● Instructions for the task:
All entries are to be repeated exactly as shown below.

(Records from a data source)
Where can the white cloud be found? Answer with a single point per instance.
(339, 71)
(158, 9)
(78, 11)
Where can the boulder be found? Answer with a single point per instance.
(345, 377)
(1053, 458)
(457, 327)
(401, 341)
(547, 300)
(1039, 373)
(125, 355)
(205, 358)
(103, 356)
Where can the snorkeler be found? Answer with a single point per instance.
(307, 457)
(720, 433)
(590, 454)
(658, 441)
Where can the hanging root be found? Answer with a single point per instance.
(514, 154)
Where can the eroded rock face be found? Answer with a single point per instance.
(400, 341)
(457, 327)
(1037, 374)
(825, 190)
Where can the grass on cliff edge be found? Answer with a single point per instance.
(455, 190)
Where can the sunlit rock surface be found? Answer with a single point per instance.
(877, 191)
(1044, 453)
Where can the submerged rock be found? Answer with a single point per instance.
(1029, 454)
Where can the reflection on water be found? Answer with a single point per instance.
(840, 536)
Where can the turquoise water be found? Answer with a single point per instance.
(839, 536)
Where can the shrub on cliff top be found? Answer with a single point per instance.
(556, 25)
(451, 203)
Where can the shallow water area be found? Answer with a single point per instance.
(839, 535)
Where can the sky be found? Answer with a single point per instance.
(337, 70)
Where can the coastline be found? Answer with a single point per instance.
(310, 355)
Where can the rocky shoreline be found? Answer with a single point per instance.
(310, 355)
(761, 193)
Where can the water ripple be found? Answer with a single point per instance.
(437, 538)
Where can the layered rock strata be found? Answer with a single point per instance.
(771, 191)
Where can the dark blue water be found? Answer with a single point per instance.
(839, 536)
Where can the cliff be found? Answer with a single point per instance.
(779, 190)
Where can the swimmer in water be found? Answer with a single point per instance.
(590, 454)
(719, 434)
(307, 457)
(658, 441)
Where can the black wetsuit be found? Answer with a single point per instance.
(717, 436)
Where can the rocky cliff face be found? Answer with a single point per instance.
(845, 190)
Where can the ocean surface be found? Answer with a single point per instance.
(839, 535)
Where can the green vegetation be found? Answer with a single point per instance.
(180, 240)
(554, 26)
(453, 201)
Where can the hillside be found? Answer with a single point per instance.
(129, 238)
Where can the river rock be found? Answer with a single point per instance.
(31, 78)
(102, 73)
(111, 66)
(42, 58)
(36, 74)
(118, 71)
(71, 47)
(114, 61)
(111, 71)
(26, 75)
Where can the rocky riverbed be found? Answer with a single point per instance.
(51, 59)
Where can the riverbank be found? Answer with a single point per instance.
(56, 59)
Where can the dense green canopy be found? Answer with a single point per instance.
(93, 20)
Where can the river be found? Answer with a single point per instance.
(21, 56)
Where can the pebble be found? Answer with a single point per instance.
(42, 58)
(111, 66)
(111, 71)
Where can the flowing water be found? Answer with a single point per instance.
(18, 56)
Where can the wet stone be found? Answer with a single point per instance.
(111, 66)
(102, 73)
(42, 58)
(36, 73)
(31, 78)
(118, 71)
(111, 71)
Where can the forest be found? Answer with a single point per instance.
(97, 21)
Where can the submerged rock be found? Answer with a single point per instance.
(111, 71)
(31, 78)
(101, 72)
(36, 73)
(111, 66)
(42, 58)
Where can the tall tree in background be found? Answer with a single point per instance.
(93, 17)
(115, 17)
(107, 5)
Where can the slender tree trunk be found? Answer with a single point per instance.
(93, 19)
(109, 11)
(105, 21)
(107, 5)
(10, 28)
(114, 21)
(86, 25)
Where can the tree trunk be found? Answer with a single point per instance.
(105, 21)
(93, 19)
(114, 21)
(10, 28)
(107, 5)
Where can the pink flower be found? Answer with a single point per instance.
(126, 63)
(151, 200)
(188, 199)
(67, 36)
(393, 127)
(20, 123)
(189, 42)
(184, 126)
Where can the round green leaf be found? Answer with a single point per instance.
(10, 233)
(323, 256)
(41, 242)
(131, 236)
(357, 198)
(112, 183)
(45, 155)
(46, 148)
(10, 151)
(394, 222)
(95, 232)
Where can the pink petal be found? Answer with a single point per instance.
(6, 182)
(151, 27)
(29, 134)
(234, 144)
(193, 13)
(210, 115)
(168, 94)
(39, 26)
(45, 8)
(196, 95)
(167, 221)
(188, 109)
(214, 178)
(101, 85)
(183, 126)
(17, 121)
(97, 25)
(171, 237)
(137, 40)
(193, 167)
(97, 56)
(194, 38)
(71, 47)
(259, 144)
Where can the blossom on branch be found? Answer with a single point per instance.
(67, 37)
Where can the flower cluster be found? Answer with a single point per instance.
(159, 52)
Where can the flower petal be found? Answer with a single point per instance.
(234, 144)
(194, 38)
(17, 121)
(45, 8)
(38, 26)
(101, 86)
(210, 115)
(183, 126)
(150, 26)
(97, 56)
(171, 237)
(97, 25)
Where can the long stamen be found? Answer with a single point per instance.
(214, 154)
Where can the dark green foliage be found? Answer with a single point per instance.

● Result of the task:
Where can the white cloud be found? Answer with a single point per instance.
(339, 71)
(158, 9)
(78, 11)
Where can the boulder be found? Answer with a single point per instance.
(345, 377)
(1053, 458)
(457, 327)
(401, 341)
(547, 300)
(1039, 373)
(125, 355)
(205, 358)
(103, 356)
Where can the snorkeler be found? Answer with a single point per instance.
(307, 457)
(720, 433)
(590, 454)
(658, 441)
Where can the hanging root be found? Answer with a single point per instance.
(514, 154)
Where can the eroded rock face be found? Answer with a single point per instance.
(400, 341)
(457, 327)
(1037, 374)
(825, 190)
Where can the grass on cliff edge be found? Answer with a single point per instance.
(455, 190)
Where can the sunlit rock surface be found? Answer with a single point per instance.
(877, 191)
(1044, 453)
Where can the submerged rock be found? Answer with a single point per instance.
(1029, 454)
Where can the reflection on water be found? Answer with a single point per instance.
(840, 536)
Where can the turquoise water be found? Answer with a single point per instance.
(839, 536)
Where can the shrub on cliff top be found? Answer with a single point per instance.
(556, 25)
(451, 203)
Where can the shallow water area be found? Answer with a single point per instance.
(839, 535)
Where can the sky be found? Answer with a single point per instance.
(337, 70)
Where can the coastline be found? Answer with a single point per instance.
(310, 355)
Where can the rocky shoreline be found? Answer with a single point per instance.
(310, 355)
(761, 193)
Where can the water ripple be found? Answer with a single point per instance.
(437, 538)
Where can the layered rock strata be found? Answer with a single point per instance.
(771, 191)
Where can the dark blue water be found? Answer with a single point per instance.
(839, 536)
Where can the cliff be found? Answer with a single point per instance.
(779, 190)
Where can the swimmer in water be found? Answer with a single point per instance.
(590, 454)
(719, 434)
(307, 457)
(658, 441)
Where can the black wetsuit be found? Answer with a single point per instance.
(717, 436)
Where can the rocky cliff face be found? Answer with a single point per instance.
(845, 190)
Where can the ocean surface be found? Answer with a single point per instance.
(839, 535)
Where can the green vegetation be found? Answer with a single point per instance.
(180, 240)
(554, 26)
(453, 201)
Where can the hillside be found? Answer with a single point per instance.
(129, 238)
Where can the river rock be found? Answer with a single point per instance.
(31, 78)
(102, 73)
(111, 66)
(42, 58)
(36, 74)
(118, 71)
(71, 47)
(114, 61)
(111, 71)
(26, 75)
Where can the rocky riverbed be found? Answer with a single point per instance.
(51, 59)
Where can the riverbank be found? Answer with a single point per instance.
(56, 59)
Where can the dense green canopy be found? Answer with a single point per instance.
(93, 20)
Where can the river be found? Answer with a single point per instance.
(21, 56)
Where can the pebble be found? Answer with a single point per instance.
(42, 58)
(111, 66)
(111, 71)
Where can the flowing water be found? Answer with a single point per instance.
(18, 56)
Where can the wet stone be found? Answer with a single point per instance.
(111, 66)
(102, 73)
(42, 58)
(36, 73)
(31, 78)
(118, 71)
(111, 71)
Where can the forest be found? Answer with a single point per instance.
(97, 21)
Where can the submerged rock be found? Answer with a single point per instance.
(111, 71)
(31, 78)
(101, 72)
(36, 73)
(111, 66)
(42, 58)
Where can the tall tree in background be found? Answer with a single point per instance.
(93, 17)
(115, 17)
(107, 5)
Where can the slender tree trunk be found? Answer with a single point per instance.
(93, 19)
(109, 11)
(105, 21)
(107, 5)
(10, 28)
(114, 21)
(86, 25)
Where can the tree trunk be found? Answer with a single point per instance.
(105, 21)
(93, 19)
(114, 21)
(10, 28)
(107, 5)
Where can the pink flower be found? Answer with a single point per instance.
(126, 63)
(151, 200)
(188, 199)
(67, 36)
(393, 127)
(20, 123)
(189, 42)
(184, 126)
Where can the round green leaf be found? Answer with a single point per instance.
(10, 233)
(323, 256)
(41, 242)
(131, 236)
(357, 198)
(112, 183)
(45, 155)
(46, 148)
(10, 151)
(394, 222)
(95, 232)
Where can the pink petal be found? Answer with a single point per instance.
(6, 182)
(151, 27)
(29, 134)
(234, 144)
(193, 13)
(210, 115)
(168, 94)
(39, 26)
(45, 8)
(196, 95)
(167, 221)
(188, 109)
(214, 178)
(101, 85)
(183, 126)
(17, 121)
(97, 25)
(171, 237)
(137, 40)
(193, 167)
(97, 56)
(194, 38)
(71, 47)
(259, 144)
Where can the blossom on branch be found? Answer with a single point per instance.
(67, 37)
Where can the flower cluster be found? Answer with a single point per instance.
(159, 52)
Where can the flower petal be found? Answer with a single point per instance.
(234, 144)
(194, 38)
(17, 121)
(45, 8)
(38, 26)
(101, 86)
(210, 115)
(183, 126)
(150, 26)
(97, 56)
(171, 237)
(97, 25)
Where can the long stamen be found? Answer with a single point per instance.
(214, 154)
Where can the dark green foliage be found? Answer with a single point per instance.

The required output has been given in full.